**Task directions**: Pick out every line of the items below that contains the string "gardening", treating uppercase and lowercase as distinct, and copy each such line in full.

**Exercise data**:

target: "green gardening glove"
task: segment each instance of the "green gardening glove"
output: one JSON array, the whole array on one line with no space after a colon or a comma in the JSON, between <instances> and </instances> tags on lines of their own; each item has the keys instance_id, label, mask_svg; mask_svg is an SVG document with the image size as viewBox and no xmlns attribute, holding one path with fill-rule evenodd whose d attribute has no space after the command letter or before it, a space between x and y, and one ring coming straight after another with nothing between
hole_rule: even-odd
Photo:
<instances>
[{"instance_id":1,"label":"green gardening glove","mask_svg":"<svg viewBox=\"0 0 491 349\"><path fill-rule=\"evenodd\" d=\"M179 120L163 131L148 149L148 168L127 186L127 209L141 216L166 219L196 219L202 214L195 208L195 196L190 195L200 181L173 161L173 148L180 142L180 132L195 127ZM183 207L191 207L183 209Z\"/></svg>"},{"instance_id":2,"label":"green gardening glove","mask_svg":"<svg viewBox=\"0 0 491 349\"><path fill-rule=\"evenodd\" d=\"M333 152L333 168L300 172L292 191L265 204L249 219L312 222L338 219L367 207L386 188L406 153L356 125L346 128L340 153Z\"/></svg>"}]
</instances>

==

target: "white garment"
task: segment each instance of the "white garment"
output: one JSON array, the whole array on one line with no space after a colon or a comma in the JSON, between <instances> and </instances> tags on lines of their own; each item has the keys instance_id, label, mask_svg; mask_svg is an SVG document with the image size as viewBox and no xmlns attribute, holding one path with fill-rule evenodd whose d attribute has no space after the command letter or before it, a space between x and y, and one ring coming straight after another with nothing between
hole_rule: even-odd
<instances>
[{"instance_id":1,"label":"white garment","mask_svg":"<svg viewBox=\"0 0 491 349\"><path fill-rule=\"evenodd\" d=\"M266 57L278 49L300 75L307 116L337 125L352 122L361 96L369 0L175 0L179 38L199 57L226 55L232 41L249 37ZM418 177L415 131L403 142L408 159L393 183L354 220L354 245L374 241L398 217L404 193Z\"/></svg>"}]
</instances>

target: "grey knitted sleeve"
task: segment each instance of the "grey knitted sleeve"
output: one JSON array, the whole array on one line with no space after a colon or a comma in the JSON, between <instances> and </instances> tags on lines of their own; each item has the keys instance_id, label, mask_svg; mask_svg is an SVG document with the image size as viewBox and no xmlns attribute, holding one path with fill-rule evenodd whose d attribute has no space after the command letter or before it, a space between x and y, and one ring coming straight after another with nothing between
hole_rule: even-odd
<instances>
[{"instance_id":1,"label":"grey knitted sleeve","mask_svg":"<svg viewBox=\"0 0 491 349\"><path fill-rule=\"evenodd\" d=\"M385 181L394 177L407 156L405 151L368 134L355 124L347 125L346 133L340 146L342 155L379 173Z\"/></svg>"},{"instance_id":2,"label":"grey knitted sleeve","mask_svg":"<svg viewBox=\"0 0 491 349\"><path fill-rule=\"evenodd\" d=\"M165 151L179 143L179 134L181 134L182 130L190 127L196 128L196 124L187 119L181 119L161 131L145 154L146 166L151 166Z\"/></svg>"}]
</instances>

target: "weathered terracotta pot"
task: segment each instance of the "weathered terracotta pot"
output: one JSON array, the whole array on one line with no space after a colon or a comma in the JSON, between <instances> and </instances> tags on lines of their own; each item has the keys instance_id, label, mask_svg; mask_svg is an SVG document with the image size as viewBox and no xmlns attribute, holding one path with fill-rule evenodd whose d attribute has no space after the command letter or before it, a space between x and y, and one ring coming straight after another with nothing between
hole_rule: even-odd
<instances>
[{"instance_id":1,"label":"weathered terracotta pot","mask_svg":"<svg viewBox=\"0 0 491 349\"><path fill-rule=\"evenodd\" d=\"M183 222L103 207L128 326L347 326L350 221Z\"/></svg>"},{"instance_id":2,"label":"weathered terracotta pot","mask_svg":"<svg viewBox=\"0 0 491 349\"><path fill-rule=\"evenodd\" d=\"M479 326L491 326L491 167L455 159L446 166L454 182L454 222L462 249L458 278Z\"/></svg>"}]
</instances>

**Response to the exercise**:
target: "green gardening glove"
task: segment each instance of the "green gardening glove"
[{"instance_id":1,"label":"green gardening glove","mask_svg":"<svg viewBox=\"0 0 491 349\"><path fill-rule=\"evenodd\" d=\"M179 120L163 131L148 149L148 168L127 186L127 209L141 216L166 219L196 219L202 214L195 208L195 196L190 195L200 181L173 161L173 148L180 142L180 132L195 127ZM183 207L191 207L183 209Z\"/></svg>"},{"instance_id":2,"label":"green gardening glove","mask_svg":"<svg viewBox=\"0 0 491 349\"><path fill-rule=\"evenodd\" d=\"M333 152L333 168L300 172L292 191L265 204L249 219L312 222L338 219L367 207L386 188L406 153L356 125L346 128L340 153Z\"/></svg>"}]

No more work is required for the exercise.